Глобализация, я не знаю в курсе или не в курсе, была…, во всяком случае, о глобализации говорилось еще в начале XX века. Первые американские глобалисты утверждали, что, смотрите, Франция продает Германии уголь, Германия продает во Францию сталь! Они настолько взаимозависимы между собой, что не могут между собой воевать. Чем кончилось, все знают! И утверждать, что на этом месте глобализация кончилась, и снова началась в 70-х годах, когда нас потряс нефтяной кризис, и надо было уничтожить границы, которые мешают распространению нефти в тех направлениях, в которых спрос-предложение диктует. Но, вместе с тем, можем ли мы говорить о том, что глобализация кончилась?! Черта с два! Возникла сначала Первая Мировая война, вдумайтесь в название. Она была Мировая! Ее глобализация сама породила. А потом Вторая Мировая война как продолжение Первой.

————

▶ ВЫПОЛНИТЕ ЗАДАНИЯ
**1)** Что, по словам первых американских глобалистов в отрывке о глобализации, Франция и Германия продавали друг другу?
**2)** Продолжите отрывок о глобализации после его последней фразы.
Записи служат отдельным материалом и к тексту не относятся.

▶ Сохранённые записи

————

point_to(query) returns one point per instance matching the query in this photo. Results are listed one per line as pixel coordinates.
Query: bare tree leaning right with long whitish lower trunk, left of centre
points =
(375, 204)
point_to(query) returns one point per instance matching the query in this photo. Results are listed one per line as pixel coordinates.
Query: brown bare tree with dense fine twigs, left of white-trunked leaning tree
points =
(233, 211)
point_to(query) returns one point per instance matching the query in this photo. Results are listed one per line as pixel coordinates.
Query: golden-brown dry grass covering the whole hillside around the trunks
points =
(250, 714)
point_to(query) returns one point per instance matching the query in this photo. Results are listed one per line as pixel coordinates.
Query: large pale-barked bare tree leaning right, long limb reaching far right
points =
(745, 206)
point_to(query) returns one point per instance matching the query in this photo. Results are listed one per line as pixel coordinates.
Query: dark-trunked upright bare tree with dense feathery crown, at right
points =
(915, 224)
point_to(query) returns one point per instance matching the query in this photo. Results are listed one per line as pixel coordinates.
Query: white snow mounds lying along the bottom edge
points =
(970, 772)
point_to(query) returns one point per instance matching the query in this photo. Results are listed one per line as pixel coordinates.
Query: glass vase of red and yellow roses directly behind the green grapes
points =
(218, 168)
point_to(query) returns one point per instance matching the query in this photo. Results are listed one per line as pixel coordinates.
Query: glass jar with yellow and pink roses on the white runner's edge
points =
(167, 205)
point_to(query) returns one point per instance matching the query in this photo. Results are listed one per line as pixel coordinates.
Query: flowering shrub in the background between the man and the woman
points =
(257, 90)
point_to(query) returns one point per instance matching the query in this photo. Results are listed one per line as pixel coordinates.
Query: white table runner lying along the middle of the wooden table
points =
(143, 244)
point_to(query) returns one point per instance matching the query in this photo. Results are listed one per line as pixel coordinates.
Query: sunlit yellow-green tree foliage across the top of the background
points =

————

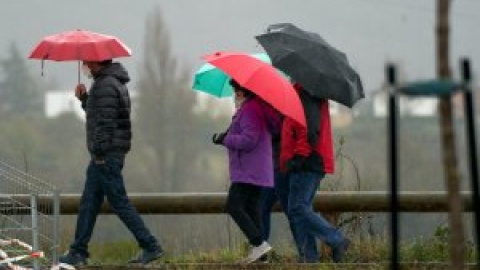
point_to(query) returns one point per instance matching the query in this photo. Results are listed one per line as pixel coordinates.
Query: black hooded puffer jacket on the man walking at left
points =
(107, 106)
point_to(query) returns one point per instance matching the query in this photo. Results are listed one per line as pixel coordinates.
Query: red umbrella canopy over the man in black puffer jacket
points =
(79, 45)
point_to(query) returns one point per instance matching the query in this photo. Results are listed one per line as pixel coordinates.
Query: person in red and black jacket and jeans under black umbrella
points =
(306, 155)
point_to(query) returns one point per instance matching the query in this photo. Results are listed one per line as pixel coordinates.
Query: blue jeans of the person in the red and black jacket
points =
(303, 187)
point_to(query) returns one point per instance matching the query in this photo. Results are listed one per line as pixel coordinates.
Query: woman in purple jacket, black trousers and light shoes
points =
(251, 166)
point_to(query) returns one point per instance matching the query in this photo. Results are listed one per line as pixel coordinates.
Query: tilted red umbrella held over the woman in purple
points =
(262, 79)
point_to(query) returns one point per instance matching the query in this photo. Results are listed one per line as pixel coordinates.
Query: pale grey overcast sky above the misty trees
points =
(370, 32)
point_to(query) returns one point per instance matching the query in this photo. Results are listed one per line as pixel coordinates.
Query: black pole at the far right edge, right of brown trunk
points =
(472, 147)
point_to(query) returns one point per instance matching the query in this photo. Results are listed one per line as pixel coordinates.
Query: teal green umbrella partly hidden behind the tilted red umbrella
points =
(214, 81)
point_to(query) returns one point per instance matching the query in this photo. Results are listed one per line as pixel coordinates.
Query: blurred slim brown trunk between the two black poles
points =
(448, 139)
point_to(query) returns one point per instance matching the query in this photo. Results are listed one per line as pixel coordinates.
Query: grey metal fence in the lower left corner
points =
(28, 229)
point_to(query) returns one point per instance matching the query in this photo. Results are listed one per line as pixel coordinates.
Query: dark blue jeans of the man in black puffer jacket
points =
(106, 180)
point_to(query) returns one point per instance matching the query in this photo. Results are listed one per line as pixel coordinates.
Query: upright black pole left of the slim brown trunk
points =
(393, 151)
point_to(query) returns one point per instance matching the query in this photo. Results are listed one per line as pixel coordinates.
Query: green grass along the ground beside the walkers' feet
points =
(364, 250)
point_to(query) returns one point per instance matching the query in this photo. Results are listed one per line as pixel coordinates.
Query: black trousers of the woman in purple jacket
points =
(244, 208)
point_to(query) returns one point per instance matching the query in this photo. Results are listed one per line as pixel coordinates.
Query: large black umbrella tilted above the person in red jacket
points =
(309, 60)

————

▶ РЕШЁННЫЕ ЗАДАНИЯ
**1)** Франция продавала Германии уголь, а Германия продавала во Францию сталь.

**2)**
Кроме того, глобализация уничтожает границы для распространения идей. Соответственно, замечательная идея, которую родили мы в Европе, вот тут коллега Винников рассказывал откуда она взялась, а именно – национализм. Она замечательно, благодаря именно глобализации, распространилась по всему миру, привела к появлению национально-освободительных движений в «третьем мире», а потом к той резне, которая происходит сейчас в Руанде и в других точках.

Более того, на нынешнем этапе конечно глобализация сделала кучу хорошего. Например, заставила Советский Союз торговать нефтью. В результате, Советский Союз стал настолько зависеть от экспорта, что перестал производить зерно и благополучно развалился. Но, с другой стороны, сейчас мы наблюдаем как раз обратную штуку. Ведь не только возникают границы. Они тем или иным способом строятся и снова. Частично эти границы строят те государства, которые не любят глобализацию. Ну, самый страшный пример это Северная Корея.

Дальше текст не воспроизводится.